(Beginning of ENTRIES SUPPLIED)

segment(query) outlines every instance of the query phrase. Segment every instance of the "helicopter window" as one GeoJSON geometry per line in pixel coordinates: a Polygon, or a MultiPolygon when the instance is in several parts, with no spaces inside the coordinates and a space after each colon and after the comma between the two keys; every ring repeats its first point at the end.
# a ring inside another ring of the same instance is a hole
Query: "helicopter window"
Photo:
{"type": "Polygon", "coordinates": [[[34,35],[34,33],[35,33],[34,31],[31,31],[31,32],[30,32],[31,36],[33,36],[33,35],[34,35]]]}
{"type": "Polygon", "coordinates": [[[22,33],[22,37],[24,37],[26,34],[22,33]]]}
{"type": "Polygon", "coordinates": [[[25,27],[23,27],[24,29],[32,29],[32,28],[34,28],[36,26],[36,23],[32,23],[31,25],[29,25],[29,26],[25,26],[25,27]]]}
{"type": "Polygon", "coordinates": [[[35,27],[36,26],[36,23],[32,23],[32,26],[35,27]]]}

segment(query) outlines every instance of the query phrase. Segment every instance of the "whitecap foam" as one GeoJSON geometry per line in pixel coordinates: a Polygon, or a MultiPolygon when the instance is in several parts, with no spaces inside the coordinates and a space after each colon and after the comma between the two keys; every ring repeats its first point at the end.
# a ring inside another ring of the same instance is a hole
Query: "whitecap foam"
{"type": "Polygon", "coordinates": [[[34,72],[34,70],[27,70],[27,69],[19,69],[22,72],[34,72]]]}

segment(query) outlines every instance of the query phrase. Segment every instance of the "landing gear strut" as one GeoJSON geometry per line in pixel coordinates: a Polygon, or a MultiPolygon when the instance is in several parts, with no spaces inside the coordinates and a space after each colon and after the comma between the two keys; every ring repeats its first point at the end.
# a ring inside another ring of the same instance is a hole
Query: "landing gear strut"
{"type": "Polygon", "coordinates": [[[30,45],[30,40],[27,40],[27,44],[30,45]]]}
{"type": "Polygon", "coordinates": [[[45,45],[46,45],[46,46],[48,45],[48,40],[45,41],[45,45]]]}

(End of ENTRIES SUPPLIED)

◆ TRY IT: Transcribe the records. Keep every word exactly as it stands.

◆ ANSWER TO THE EXERCISE:
segment(query) outlines every instance of the query phrase. Segment every instance of the "helicopter window" as one GeoJSON geometry per line in pixel coordinates: a Polygon, or a MultiPolygon when the instance is in several parts, with no spaces inside the coordinates and a space after each colon and after the comma between the two keys; every ring repeats its first point at the end.
# a ring inside another ring of the same instance is a hole
Query: "helicopter window"
Photo:
{"type": "Polygon", "coordinates": [[[34,35],[34,33],[35,33],[34,31],[31,31],[31,32],[30,32],[31,36],[33,36],[33,35],[34,35]]]}
{"type": "Polygon", "coordinates": [[[22,33],[22,37],[24,37],[26,34],[22,33]]]}
{"type": "Polygon", "coordinates": [[[25,27],[23,27],[24,29],[32,29],[32,28],[34,28],[36,26],[36,23],[32,23],[31,25],[29,25],[29,26],[25,26],[25,27]]]}
{"type": "Polygon", "coordinates": [[[35,27],[36,26],[36,23],[32,23],[32,26],[35,27]]]}

segment(query) outlines every instance of the query phrase. Segment every instance of the "whitecap foam" as one GeoJSON geometry per line in pixel coordinates: a Polygon, or a MultiPolygon when the instance is in several parts, with no spaces inside the coordinates and a space after each colon and after the comma between the two keys; every ring repeats its first point at the end.
# a ring inside another ring of the same instance is a hole
Query: "whitecap foam"
{"type": "Polygon", "coordinates": [[[34,72],[34,70],[27,70],[27,69],[19,69],[22,72],[34,72]]]}

segment(query) outlines every instance of the query phrase. Segment every instance of the "landing gear strut" as one GeoJSON geometry per line in pixel coordinates: a Polygon, or a MultiPolygon when the instance is in several parts, with no spaces inside the coordinates and a space after each colon and after the comma between the two keys; every ring repeats its first point at the end.
# a ring inside another ring of the same instance is a hole
Query: "landing gear strut"
{"type": "Polygon", "coordinates": [[[30,45],[30,40],[27,40],[27,44],[30,45]]]}
{"type": "Polygon", "coordinates": [[[45,45],[46,45],[46,46],[48,45],[48,40],[45,41],[45,45]]]}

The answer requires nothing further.